» **Extract to read**

While concept of statistical power may not be part of the Bayesian analytic framework, there are many statisticians who would like to assess this property regardless of the modeling approach. These assessments require us to generate multiple data sets and estimate a model for each. In this case, we’ve found that each run through the MCMC-algorithm required to sample from the posterior probability of the Bayesian model can take anywhere from 7 to 15 minutes on our laptops or desktops. If we want to analyze 1,000 data sets using these methods, my laptop would need to run continuously for at least a week. And if we want to explore models under different assumptions about the data generating process or prior distributions - well, that would be impossible.

Fortunately, we have access to the High Performance Computing Core at NYU Langone Health (HPC), which enables us to analyze 1,000 data sets in about 90 minutes. Still pretty intensive, but clearly a huge improvement. This post describes how we adapted our simulation and modeling process to take advantage of the power and speed of the the HPC.

» **Available data**

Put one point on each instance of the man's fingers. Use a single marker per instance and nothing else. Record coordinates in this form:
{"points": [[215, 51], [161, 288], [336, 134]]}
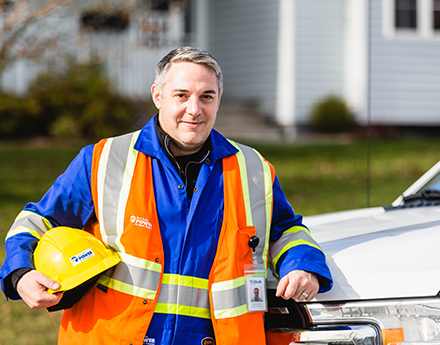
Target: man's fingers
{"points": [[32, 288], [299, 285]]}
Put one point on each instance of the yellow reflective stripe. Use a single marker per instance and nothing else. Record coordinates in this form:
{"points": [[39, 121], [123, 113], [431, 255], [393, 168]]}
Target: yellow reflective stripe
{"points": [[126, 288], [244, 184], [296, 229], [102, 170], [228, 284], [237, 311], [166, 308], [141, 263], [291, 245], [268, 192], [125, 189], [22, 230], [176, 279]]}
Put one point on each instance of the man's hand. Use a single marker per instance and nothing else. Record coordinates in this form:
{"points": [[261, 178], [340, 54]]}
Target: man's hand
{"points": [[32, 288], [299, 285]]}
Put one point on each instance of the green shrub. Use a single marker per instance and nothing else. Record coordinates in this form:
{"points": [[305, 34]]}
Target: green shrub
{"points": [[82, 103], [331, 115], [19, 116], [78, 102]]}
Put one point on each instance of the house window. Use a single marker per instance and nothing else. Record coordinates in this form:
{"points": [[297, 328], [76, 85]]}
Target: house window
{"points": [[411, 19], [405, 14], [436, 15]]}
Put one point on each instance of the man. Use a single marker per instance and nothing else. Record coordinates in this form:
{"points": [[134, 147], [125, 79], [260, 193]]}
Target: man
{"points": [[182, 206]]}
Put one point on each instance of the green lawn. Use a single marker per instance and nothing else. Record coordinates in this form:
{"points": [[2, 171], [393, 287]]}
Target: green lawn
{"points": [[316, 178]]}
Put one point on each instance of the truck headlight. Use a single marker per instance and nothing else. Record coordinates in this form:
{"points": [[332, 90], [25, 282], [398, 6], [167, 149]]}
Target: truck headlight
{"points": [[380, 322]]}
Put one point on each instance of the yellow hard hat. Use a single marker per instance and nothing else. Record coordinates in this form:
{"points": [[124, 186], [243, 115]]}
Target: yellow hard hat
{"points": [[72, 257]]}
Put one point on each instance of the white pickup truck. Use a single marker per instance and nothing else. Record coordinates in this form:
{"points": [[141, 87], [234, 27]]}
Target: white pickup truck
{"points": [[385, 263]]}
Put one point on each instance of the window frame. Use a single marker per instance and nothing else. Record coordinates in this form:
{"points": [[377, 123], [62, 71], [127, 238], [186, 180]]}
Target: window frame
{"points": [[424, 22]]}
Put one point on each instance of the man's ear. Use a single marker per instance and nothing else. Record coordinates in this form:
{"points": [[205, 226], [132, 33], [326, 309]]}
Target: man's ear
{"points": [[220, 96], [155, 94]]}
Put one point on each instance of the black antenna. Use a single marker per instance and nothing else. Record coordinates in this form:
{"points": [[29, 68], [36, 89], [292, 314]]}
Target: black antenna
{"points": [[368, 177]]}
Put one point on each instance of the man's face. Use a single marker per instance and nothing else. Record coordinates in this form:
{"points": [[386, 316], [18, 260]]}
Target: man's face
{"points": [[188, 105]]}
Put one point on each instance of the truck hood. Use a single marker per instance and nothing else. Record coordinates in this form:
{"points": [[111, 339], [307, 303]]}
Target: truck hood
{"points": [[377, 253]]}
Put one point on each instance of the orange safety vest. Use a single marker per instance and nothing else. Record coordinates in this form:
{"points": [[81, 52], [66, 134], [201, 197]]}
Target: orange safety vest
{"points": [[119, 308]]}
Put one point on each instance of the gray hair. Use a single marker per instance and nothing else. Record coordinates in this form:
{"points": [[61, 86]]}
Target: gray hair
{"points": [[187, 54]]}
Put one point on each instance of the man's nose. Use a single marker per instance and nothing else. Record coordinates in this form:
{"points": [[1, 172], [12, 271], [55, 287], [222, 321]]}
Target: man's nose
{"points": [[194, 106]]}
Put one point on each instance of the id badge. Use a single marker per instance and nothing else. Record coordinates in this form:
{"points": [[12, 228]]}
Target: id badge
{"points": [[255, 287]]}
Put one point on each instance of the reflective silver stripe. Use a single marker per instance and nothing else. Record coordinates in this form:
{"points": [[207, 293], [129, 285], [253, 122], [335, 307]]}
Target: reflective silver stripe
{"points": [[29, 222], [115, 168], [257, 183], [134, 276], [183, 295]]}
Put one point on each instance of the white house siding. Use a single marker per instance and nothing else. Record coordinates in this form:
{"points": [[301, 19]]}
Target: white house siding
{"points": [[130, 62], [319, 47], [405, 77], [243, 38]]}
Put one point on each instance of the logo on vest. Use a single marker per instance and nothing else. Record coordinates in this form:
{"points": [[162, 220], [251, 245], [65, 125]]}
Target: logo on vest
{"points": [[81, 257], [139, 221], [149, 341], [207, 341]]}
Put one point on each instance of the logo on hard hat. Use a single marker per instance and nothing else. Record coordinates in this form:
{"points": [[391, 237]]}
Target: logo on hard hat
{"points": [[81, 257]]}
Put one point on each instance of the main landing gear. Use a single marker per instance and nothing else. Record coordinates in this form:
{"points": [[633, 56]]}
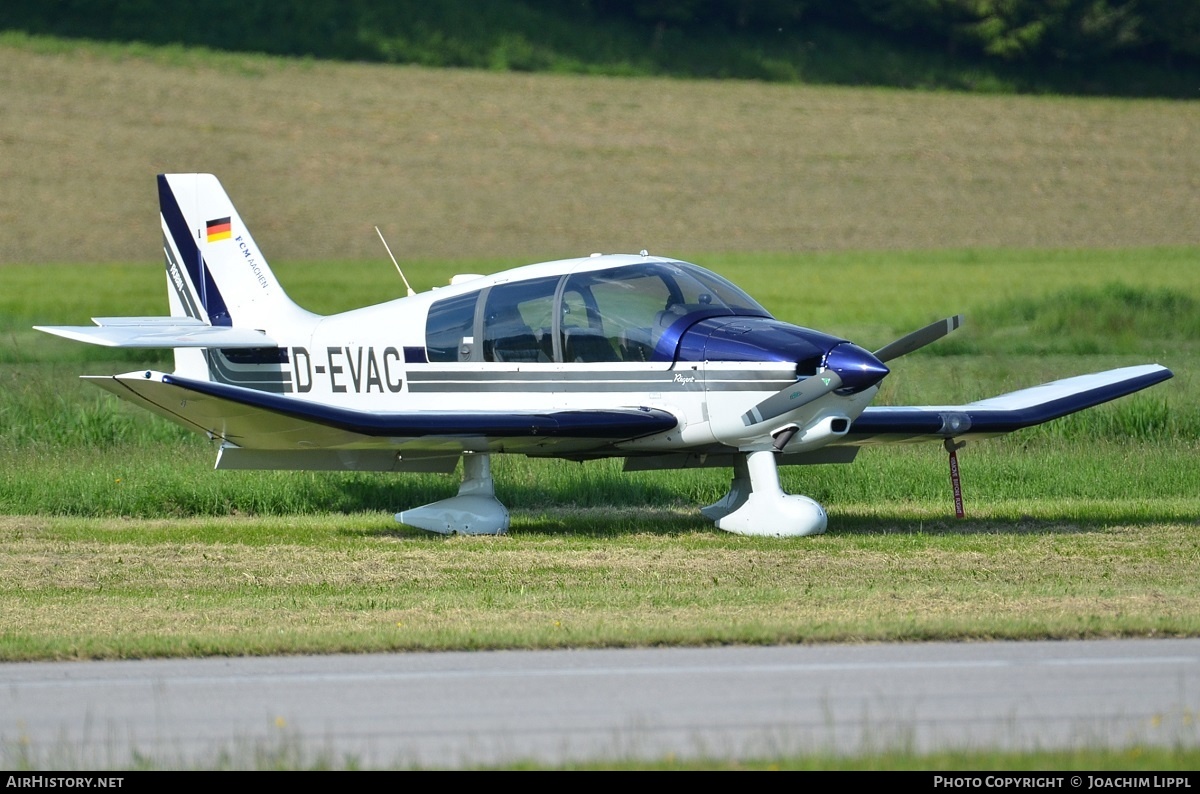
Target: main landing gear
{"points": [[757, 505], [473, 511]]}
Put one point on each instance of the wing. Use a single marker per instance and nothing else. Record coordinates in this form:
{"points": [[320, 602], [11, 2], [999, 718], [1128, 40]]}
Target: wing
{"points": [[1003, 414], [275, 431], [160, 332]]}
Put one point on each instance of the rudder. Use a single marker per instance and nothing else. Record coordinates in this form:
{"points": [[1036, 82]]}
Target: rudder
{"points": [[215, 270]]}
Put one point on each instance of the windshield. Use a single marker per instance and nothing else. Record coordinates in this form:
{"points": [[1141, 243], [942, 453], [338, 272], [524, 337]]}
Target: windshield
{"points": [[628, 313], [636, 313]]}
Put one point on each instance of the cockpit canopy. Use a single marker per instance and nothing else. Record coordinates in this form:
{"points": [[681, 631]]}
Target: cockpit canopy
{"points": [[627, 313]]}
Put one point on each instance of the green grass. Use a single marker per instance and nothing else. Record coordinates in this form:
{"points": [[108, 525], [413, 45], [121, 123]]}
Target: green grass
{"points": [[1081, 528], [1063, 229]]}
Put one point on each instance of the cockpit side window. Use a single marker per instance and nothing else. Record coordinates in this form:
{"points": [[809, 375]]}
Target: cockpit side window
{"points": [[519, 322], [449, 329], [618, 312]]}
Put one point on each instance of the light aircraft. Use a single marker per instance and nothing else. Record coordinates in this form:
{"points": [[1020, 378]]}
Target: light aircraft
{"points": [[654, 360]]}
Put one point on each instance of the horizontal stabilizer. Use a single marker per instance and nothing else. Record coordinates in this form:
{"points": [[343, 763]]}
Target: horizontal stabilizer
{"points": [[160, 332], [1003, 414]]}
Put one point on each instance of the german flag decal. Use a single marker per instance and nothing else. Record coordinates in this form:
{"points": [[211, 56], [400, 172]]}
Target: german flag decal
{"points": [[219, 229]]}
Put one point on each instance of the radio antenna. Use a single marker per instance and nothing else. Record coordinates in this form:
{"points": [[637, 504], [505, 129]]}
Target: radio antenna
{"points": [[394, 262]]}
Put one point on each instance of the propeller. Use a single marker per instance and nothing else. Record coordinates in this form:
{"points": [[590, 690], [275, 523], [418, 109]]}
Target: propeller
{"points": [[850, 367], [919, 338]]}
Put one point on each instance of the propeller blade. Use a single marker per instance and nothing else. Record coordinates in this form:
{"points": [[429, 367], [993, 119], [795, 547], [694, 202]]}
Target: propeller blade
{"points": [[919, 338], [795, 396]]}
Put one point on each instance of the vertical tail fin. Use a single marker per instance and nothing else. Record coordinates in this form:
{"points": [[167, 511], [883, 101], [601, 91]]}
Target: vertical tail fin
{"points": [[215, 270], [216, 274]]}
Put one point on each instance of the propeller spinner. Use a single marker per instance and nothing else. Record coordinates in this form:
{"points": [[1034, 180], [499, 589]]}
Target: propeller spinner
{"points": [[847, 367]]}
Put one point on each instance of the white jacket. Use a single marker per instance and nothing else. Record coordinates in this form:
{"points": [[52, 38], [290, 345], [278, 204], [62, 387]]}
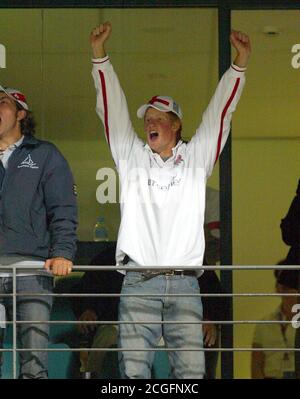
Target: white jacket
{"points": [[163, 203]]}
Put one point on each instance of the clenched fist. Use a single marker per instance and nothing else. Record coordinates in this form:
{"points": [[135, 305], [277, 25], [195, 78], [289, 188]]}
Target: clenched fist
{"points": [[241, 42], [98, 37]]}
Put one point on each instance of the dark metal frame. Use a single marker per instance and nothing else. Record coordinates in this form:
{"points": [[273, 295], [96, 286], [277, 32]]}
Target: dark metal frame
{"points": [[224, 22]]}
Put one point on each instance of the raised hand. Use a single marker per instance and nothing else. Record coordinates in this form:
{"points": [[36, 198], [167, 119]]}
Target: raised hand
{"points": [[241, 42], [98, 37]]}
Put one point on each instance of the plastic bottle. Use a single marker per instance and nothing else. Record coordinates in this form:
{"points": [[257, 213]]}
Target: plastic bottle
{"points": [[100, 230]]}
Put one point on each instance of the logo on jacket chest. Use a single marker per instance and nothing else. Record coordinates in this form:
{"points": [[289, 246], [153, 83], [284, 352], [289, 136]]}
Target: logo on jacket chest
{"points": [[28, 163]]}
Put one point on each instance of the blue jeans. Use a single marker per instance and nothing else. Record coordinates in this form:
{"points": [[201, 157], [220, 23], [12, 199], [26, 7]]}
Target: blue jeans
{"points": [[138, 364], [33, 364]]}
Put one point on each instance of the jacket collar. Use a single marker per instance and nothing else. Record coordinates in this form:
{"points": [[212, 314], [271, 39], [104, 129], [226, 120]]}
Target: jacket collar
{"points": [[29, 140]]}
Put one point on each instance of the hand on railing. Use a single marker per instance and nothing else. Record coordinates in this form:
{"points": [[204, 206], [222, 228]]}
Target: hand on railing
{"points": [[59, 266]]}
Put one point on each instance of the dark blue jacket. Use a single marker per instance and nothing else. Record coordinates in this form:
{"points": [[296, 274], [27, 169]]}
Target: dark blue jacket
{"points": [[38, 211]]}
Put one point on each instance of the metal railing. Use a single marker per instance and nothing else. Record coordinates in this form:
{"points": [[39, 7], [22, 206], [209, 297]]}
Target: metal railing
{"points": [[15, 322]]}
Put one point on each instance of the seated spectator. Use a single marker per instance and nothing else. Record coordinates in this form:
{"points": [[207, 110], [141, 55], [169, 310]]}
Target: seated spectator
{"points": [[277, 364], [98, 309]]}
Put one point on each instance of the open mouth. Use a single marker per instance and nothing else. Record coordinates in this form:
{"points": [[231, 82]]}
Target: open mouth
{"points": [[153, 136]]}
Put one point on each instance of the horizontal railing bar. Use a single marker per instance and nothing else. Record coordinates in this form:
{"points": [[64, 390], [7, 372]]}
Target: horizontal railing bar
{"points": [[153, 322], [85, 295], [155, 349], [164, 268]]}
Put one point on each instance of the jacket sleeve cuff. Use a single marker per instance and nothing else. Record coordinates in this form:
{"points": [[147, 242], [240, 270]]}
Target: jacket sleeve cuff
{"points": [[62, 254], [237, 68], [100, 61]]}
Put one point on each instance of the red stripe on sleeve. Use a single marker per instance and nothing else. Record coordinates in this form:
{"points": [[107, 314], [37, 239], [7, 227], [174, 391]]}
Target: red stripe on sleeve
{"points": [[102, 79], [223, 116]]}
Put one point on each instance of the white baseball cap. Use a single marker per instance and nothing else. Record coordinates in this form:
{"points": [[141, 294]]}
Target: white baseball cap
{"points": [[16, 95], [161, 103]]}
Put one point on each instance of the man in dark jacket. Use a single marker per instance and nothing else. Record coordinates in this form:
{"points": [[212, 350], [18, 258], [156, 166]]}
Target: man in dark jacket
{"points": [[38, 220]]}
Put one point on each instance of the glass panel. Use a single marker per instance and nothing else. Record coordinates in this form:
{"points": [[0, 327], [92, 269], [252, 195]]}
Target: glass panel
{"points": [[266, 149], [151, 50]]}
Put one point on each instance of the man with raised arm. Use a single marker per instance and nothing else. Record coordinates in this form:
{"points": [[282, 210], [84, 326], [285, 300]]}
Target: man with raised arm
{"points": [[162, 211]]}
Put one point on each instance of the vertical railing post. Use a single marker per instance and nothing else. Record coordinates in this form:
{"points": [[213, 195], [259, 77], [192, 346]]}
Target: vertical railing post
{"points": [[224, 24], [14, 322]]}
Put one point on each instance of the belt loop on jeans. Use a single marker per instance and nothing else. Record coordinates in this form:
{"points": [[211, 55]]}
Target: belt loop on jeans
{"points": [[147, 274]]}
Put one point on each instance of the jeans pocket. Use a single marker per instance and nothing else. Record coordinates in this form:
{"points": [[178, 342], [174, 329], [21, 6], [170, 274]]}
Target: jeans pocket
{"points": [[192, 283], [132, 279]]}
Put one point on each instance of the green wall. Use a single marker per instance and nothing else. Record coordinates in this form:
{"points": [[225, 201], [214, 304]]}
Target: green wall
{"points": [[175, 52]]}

» **Problem description**
Rewrite the passage on Bayesian power analysis from "Fortunately, we have" up to and including "the the HPC.", changing "90 minutes" to "two hours". The records are separate material, unrelated to the passage on Bayesian power analysis.

» **Expected answer**
Fortunately, we have access to the High Performance Computing Core at NYU Langone Health (HPC), which enables us to analyze 1,000 data sets in about two hours. Still pretty intensive, but clearly a huge improvement. This post describes how we adapted our simulation and modeling process to take advantage of the power and speed of the the HPC.